§ Dataset excerpts
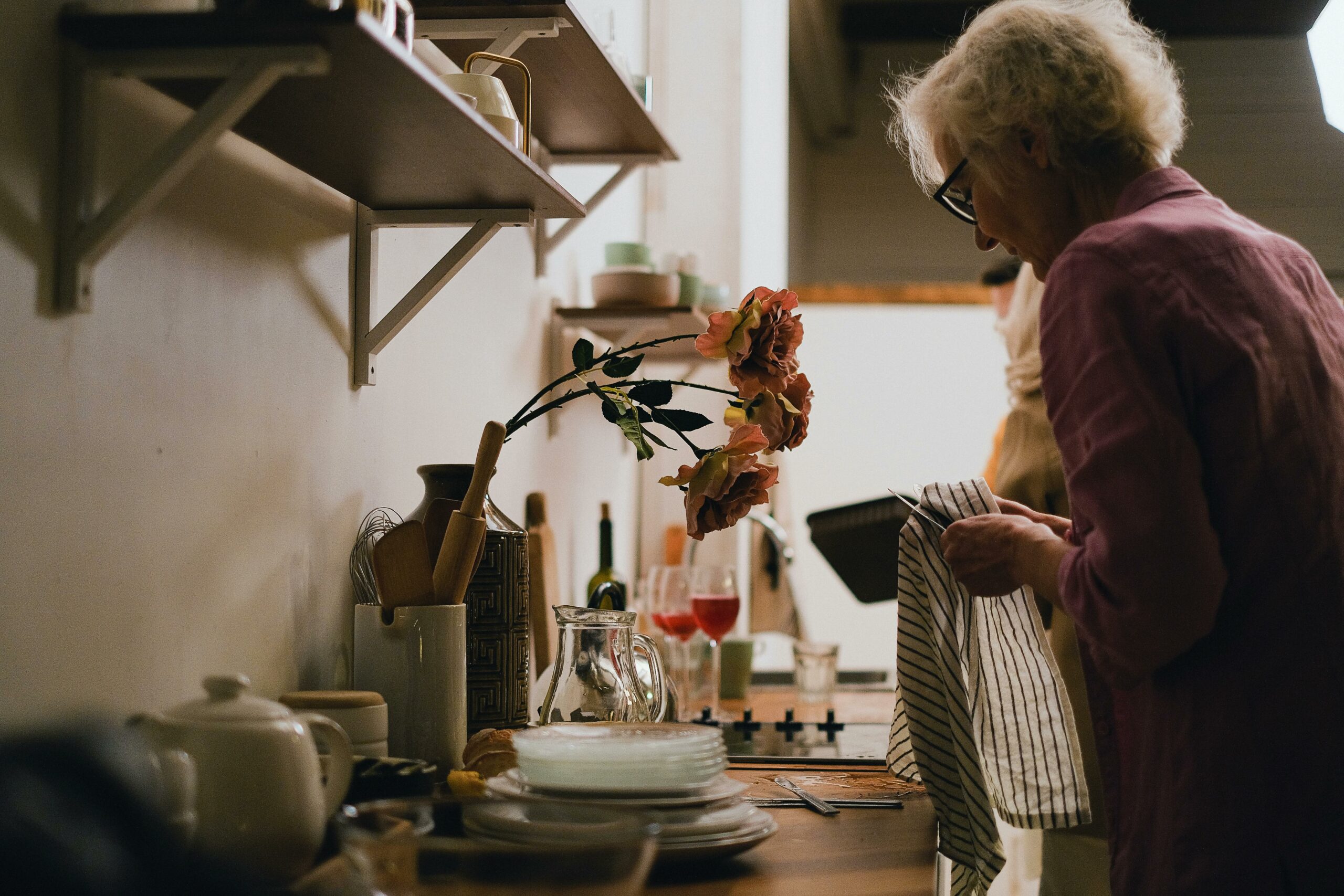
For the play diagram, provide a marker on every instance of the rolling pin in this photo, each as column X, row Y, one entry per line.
column 466, row 534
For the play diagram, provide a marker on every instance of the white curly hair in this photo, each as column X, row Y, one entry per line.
column 1096, row 81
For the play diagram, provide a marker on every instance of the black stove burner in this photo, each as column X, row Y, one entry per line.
column 788, row 726
column 747, row 726
column 793, row 742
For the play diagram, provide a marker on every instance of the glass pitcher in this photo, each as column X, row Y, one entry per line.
column 594, row 676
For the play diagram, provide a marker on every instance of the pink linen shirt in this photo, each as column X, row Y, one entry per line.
column 1194, row 374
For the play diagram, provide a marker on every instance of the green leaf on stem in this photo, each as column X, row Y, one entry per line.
column 680, row 421
column 635, row 433
column 652, row 393
column 582, row 355
column 628, row 422
column 623, row 366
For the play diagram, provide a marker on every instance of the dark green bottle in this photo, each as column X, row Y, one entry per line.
column 606, row 587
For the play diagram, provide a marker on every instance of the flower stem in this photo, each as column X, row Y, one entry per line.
column 597, row 362
column 523, row 419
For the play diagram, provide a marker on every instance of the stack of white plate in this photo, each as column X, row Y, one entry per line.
column 622, row 757
column 674, row 774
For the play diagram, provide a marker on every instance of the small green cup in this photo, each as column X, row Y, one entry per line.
column 736, row 668
column 623, row 254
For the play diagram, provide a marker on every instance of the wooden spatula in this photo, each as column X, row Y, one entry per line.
column 401, row 567
column 436, row 524
column 545, row 583
column 466, row 535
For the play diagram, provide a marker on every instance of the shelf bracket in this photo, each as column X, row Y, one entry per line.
column 369, row 338
column 627, row 163
column 507, row 34
column 85, row 236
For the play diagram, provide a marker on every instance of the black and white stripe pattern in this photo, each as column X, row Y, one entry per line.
column 982, row 718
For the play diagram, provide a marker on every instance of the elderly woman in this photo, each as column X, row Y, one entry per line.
column 1193, row 366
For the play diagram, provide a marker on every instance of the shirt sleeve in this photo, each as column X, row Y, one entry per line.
column 1147, row 579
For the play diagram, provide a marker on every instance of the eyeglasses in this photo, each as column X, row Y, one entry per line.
column 953, row 199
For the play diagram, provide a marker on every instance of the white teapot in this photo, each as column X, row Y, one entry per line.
column 260, row 794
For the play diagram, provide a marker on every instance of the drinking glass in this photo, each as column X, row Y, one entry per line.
column 815, row 671
column 714, row 604
column 670, row 605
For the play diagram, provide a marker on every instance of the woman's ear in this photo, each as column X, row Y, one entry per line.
column 1034, row 144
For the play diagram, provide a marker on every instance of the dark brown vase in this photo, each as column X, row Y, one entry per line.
column 496, row 608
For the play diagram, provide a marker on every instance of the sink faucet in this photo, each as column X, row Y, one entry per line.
column 777, row 535
column 776, row 532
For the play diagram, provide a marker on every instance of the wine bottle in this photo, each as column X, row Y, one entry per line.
column 606, row 598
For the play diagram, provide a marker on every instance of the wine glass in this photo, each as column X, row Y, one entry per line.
column 671, row 610
column 714, row 604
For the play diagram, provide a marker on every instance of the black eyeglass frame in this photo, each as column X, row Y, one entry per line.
column 968, row 212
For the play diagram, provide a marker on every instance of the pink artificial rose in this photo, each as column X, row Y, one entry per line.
column 760, row 339
column 783, row 417
column 725, row 484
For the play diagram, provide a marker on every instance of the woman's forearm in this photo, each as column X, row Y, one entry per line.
column 1037, row 562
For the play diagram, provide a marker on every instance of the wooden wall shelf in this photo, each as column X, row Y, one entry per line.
column 380, row 127
column 581, row 104
column 625, row 325
column 584, row 111
column 332, row 94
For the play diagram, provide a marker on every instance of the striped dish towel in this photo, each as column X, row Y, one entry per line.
column 982, row 716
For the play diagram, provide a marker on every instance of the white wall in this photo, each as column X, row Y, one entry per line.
column 182, row 471
column 905, row 394
column 728, row 201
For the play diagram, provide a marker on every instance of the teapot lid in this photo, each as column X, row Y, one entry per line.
column 226, row 702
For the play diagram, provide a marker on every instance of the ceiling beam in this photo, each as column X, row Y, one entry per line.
column 884, row 20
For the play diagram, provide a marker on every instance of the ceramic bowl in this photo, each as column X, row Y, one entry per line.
column 492, row 101
column 635, row 288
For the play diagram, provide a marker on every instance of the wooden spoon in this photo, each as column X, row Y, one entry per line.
column 466, row 535
column 436, row 524
column 401, row 567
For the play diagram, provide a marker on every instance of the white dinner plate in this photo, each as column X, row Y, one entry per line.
column 512, row 784
column 615, row 785
column 717, row 848
column 752, row 821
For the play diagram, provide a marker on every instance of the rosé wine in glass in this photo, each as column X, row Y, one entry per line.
column 716, row 604
column 679, row 625
column 716, row 614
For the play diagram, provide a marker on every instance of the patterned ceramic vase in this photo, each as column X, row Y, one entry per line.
column 496, row 608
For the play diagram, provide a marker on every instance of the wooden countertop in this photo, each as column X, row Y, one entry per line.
column 860, row 852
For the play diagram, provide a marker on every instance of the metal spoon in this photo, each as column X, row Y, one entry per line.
column 815, row 804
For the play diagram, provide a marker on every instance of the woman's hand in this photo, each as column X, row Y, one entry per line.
column 1058, row 524
column 998, row 553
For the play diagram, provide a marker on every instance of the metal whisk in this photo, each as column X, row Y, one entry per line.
column 377, row 522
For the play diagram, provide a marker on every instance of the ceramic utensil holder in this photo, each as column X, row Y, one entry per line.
column 498, row 645
column 418, row 662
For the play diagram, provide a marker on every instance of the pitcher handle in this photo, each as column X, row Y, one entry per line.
column 342, row 760
column 660, row 692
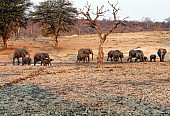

§ Task prompt
Could you write out the records again exactly, omitting each image?

§ Solution to this exercise
For the play diagram, provide a marker on every instance of the rolling pin in this photo, each as column X, row Y, one entry per line.
column 466, row 534
For the play diagram, provide a marker on every instance of the white curly hair in this photo, each as column X, row Y, one entry per line.
column 1096, row 81
For the play diagram, provide a marker on every instance of the black stove burner in this photo, each as column X, row Y, one entry per line.
column 788, row 726
column 747, row 726
column 793, row 742
For the play diagram, provide a marker on every instance of the glass pitcher in this photo, each as column X, row Y, one entry per line.
column 594, row 676
For the play diagram, provide a marker on every instance of the pink linen shirt in this photo, each as column X, row Y, one entry per line.
column 1194, row 374
For the play diagram, provide a marker on every instance of the green leaf on stem in this photo, each as column X, row Y, one entry per line.
column 680, row 421
column 635, row 433
column 652, row 393
column 582, row 355
column 628, row 422
column 623, row 366
For the play diagram, provide a marker on every instance of the dark green bottle in this photo, each as column X, row Y, one entry per line.
column 606, row 587
For the play diagram, provide a marker on every instance of the flower stem in this photo, each as column X, row Y, one entry per line.
column 597, row 362
column 523, row 419
For the play diagram, provide a marker on every instance of the stack of white plate in this photo, each as column X, row Y, one entry per line.
column 622, row 757
column 674, row 774
For the play diagram, provide a marker on every instance of the small green cup in this photo, each as column X, row Y, one entry per line.
column 736, row 668
column 623, row 254
For the play diagram, provide a marker on every instance of the wooden spatula in this photo, each as column X, row Y, one entry per line.
column 401, row 567
column 436, row 524
column 545, row 583
column 466, row 535
For the play diagram, provide a marker on every instance of the shelf bracket in this photo, each as column X, row Y, one entry per line.
column 369, row 338
column 627, row 163
column 507, row 34
column 85, row 236
For the play diagram, provide a marker on every instance of the black and white stripe pattern in this photo, each as column X, row Y, one entry per line.
column 982, row 718
For the play diagram, provide a marker on every instance of the elderly woman in this photo, each as column X, row Y, one entry per line.
column 1193, row 366
For the play diagram, provide a marker on every instance of the shirt sleeve in this photo, each as column X, row Y, one entry per line.
column 1147, row 579
For the play diagram, provide a marker on every instance of the eyeglasses in this photo, each as column X, row Y, one entry per line.
column 953, row 199
For the play diagram, provide a marker on every instance of the white teapot in this photo, each as column X, row Y, one entry per line.
column 260, row 794
For the play diagram, provide a marker on every instance of the drinking glass in this photo, each as column X, row Y, one entry per line.
column 815, row 671
column 714, row 604
column 670, row 605
For the play diagram, provide a marker on every instance of the woman's ear in this photo, each as column X, row Y, one entry per line.
column 1034, row 144
For the play diagram, provide a marker on every instance of the dark brown vase in this photo, each as column X, row Y, one entry per line.
column 496, row 608
For the play diagram, provide a marker on every instance of the sink faucet in this photo, each as column X, row Y, one entry per line.
column 777, row 535
column 776, row 532
For the play diagram, provide a marker on every instance of the wine bottle in this photo, each as column X, row Y, one entry per line.
column 606, row 598
For the play diagram, provide a marker on every instance of the wine glass in this photo, each as column X, row Y, one entry per line.
column 671, row 610
column 714, row 604
For the play diagram, provide a marker on every instance of the black eyeglass frame in this photo, each as column X, row Y, one entry per line.
column 968, row 212
For the play diagram, provide a marker on every instance of the pink artificial rose in this photo, each as column X, row Y, one entry per line.
column 760, row 339
column 783, row 417
column 725, row 484
For the play diagram, provide a marker on every instance of the woman's forearm in this photo, each as column X, row Y, one entry per line.
column 1037, row 562
For the play diagram, provide a marker on every instance of the wooden wall shelf in this photo, each as column X, row Y, one entry per line.
column 380, row 127
column 581, row 104
column 625, row 325
column 584, row 111
column 332, row 94
For the play diagram, provide a marker on every instance of the striped dish towel in this photo, each as column X, row Y, one entry per line.
column 982, row 716
For the play diagram, provide a marker on every instance of the white wall in this photo, each as column X, row Y, one entry per line.
column 182, row 471
column 905, row 394
column 728, row 201
For the play diagram, provide a marker on every instance of the teapot lid in this photo, each as column X, row Y, one entry per line.
column 226, row 702
For the play diagram, provide a marker on every instance of the ceiling beam in this photo, each as column X, row Y, one entry per line.
column 884, row 20
For the play diagram, provide a marker on every instance of the ceramic bowl in this photo, each as column X, row Y, one entry per line.
column 492, row 101
column 635, row 288
For the play diagram, provide a marker on every instance of the wooden spoon in this photo, each as column X, row Y, one entry per line.
column 466, row 535
column 436, row 524
column 401, row 567
For the play diagram, provide a marker on every instance of the white dinner plate in this photo, each as column X, row Y, one entry per line.
column 512, row 784
column 615, row 785
column 717, row 848
column 752, row 821
For the play diagram, provide a marker on every instance of the rosé wine in glass in this photo, each as column X, row Y, one entry per line.
column 716, row 604
column 679, row 625
column 716, row 614
For the play diagram, provide a marker on every instance of the patterned ceramic vase in this photo, each as column X, row Y, one entry per line.
column 496, row 608
For the play diagram, provide a marker on every instance of the wooden countertop in this photo, each as column X, row Y, one entry per line.
column 860, row 852
For the play diagram, provide a marker on every instance of the metal spoon in this photo, each as column X, row Y, one entry per line.
column 815, row 804
For the play diagram, provide a marker on every instance of the woman's hand in this photo, each as column X, row Y, one entry per line.
column 1058, row 524
column 998, row 553
For the play diagram, provide a marker on every instance of the metal whisk in this photo, each as column X, row Y, one entry per line.
column 377, row 522
For the play diagram, provide a marker on every instance of the ceramic utensil holder in this photo, each as column X, row Y, one entry per line.
column 498, row 645
column 418, row 662
For the play diagram, provide a marker on every instance of the pitcher handle in this photo, each as column X, row Y, one entry per line.
column 342, row 760
column 660, row 692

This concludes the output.